Можете продолжить приведённый ниже рассказ о золотом пятирублевике и копилке, начав сразу после его последней фразы?

ТЕКСТОВЫЙ БЛОК.
###
Иная су4дьба постигла золотой пятирублевик, тоже кем –то давно подаренный ( кается, в год и в честь моего рождения) Он хранился не в копилке с разменной мелочью,, а в заветной маминой шкатулке с обручальными кольцами(которых родители никогда не носили), парой сережек (сперва тетя Аня, а потом папа не разрешали маме вдевать их в уши)и одной брошью. Я уже говорил, что в 1922 году, когда жизнь начала налаживаться, нас обокрали, унеся из дома все мало- мальски ценное. В том числе и мой золотой, который и видел-то я раза два за свои четырнадцать лет, опять же не придавая ему материальной ценности. Впрочем, детство мое прошло в эпоху инфляций чуть ли не всего на свете…
Но к золотому я относился куда почтительнее, чем к серебрушкам, проявлял к нему научную любознательность. Например, справлялся в энциклопедическом словаре, империал это или полуимпериал, отличается ли он своей ценностью от наполеондора, о котором тоже где-то читал,- с полной точностью разницу выяснить не удалось.
Так или иначе- золотой пропал. Свинушка же с серебряной мелочью осталась стоять на комоде, воры на нее не позарились. Исчезла она четыре года спустя, на пожаре: потерялась, разбилась- не ведомо. Жертва стихии!
###
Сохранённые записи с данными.
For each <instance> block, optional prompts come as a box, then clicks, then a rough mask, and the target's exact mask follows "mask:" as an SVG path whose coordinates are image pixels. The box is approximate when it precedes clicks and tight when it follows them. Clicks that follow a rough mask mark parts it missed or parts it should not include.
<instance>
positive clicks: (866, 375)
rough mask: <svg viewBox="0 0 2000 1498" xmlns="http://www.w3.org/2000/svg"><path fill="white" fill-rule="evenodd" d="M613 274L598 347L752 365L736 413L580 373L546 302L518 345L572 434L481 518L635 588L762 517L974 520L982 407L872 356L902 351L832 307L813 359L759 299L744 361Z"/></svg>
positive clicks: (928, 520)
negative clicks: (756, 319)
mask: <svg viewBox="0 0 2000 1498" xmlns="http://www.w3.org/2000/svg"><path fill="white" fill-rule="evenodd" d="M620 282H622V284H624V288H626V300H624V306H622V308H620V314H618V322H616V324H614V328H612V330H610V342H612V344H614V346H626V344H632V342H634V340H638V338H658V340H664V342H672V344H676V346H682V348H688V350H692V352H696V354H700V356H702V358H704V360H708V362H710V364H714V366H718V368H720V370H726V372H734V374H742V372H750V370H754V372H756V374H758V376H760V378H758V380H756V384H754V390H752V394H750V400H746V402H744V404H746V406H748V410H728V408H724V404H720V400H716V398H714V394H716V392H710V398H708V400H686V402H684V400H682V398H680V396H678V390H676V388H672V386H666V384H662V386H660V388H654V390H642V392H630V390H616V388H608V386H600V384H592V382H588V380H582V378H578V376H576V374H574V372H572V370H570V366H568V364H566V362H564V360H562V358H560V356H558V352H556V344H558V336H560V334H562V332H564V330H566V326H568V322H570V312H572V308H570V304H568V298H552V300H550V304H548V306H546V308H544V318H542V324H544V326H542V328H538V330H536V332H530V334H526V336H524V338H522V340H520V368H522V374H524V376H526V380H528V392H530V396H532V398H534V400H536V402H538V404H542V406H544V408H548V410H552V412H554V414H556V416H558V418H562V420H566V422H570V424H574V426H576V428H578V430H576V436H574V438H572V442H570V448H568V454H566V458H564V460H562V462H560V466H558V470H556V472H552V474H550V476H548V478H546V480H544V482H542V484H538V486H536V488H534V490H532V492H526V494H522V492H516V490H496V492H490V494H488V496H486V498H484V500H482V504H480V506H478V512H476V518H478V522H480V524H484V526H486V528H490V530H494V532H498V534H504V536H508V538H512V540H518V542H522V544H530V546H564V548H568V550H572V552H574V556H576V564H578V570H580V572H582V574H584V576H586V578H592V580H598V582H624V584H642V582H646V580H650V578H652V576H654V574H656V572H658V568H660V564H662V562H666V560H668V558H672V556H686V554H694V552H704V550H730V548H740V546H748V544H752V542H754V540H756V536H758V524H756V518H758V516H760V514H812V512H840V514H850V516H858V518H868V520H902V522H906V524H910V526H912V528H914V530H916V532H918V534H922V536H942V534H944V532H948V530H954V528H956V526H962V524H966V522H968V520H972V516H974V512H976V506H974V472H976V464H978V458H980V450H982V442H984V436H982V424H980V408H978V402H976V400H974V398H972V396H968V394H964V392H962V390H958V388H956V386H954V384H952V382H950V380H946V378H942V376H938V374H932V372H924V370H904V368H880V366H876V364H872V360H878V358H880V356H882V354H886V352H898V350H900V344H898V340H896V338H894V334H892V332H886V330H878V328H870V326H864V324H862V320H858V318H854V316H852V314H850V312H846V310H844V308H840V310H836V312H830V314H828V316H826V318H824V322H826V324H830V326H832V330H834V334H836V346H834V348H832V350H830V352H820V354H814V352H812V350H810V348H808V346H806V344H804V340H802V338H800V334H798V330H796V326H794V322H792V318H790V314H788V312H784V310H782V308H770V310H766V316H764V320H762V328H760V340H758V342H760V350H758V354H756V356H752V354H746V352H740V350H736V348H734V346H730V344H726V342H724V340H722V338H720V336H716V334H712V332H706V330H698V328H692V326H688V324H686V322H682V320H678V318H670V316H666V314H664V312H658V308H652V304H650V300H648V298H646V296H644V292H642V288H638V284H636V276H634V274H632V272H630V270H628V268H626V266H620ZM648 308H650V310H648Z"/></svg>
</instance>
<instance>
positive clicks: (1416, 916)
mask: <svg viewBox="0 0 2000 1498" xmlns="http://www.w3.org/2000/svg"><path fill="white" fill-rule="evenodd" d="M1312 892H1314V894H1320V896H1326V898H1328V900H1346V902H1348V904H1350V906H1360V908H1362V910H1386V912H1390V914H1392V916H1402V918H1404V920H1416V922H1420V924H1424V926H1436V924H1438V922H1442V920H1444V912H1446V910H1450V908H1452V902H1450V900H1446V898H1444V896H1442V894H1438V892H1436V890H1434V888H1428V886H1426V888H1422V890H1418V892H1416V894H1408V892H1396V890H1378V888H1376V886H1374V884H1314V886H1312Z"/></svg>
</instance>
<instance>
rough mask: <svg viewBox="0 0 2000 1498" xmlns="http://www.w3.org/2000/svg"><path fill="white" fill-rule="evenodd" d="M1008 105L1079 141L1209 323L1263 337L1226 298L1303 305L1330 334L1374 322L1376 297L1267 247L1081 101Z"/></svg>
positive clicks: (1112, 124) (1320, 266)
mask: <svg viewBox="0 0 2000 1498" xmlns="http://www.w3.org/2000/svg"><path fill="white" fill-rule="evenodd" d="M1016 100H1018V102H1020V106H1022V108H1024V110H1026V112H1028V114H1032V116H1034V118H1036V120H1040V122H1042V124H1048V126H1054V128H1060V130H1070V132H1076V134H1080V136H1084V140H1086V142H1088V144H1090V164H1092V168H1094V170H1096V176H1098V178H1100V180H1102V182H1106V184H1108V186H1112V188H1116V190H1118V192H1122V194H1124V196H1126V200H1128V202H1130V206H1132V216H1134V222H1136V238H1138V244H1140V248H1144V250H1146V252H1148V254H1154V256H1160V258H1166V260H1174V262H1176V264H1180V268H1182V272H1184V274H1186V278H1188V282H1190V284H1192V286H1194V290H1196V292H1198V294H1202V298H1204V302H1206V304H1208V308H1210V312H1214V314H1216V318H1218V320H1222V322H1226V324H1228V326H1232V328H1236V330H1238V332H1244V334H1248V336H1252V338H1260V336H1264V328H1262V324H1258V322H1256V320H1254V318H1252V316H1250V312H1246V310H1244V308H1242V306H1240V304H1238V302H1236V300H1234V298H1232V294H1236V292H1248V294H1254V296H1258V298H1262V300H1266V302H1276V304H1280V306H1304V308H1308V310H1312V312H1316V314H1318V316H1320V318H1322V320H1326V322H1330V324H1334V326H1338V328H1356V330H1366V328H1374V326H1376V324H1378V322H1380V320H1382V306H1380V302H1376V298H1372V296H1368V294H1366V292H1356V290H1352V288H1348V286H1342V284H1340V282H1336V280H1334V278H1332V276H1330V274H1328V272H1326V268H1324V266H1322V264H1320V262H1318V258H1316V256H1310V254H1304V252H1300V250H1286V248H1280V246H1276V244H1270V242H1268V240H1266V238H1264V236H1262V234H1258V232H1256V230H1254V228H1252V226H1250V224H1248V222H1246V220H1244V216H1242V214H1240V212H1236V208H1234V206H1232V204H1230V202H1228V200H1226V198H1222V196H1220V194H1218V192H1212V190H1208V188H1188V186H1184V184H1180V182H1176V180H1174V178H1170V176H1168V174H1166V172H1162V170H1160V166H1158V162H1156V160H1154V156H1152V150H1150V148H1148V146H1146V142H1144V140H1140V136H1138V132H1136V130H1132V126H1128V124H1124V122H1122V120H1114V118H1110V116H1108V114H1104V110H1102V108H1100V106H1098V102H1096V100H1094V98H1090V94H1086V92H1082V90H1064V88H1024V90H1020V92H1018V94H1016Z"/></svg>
###
РЕЗУЛЬТАТ ЗАДАНИЯ.
Как ни странно, в пожарной кутерьме уцелели старинные медные деньги, которые я с увлечением собирал в школьные годы. Вот их я действительно уважал. Правда, большинство монет было не бог весть какой древности- середины- начала девятнадцатого века, но имелись павловские, екатерининские, даже аннинские пятаки и алтыны, тяжелые, грубые, с зазубренными краями; они сохранились у меня доселе. Вот и сейчас красуется передо мной полушка, отчеканенная в 1734 году, в самый разгар бироновщины, итальянское сольдо, 1811 года с портретом и именем Наполеона, датский шиллинг 1801 года с двумя перекрещенными стрелами, германский пфеннинг 1826 года… Но больше всего я гордился в детстве копейкой, точнее-«денгой»1569 года, времен Иоанна Грозного,- уж ей-то, считал я- мог позавидовать любой нумизмат. Самое удивительное, что понятия не имел, откуда она у меня взялась!
Хранил я свою коллекцию в довольно-таки смешном, во всяком случае, несерьезном, месте: в деревянном грибе, стоявшим за маминым туалетным зеркалом. Никто кроме меня в этот гриб не лазил, не открывал его тугую, красную как у подосиновика, шляпку; да и кто мог подумать, что там, внутри, находится, что-нибудь ценное. Я и сам-то потом, наезжая из Ленинграда к родителям,, не заглядывал в гриб годами; случалось, возьмешь, встряхнешь- все в порядке, бренчат монеты!- и поставишь на место.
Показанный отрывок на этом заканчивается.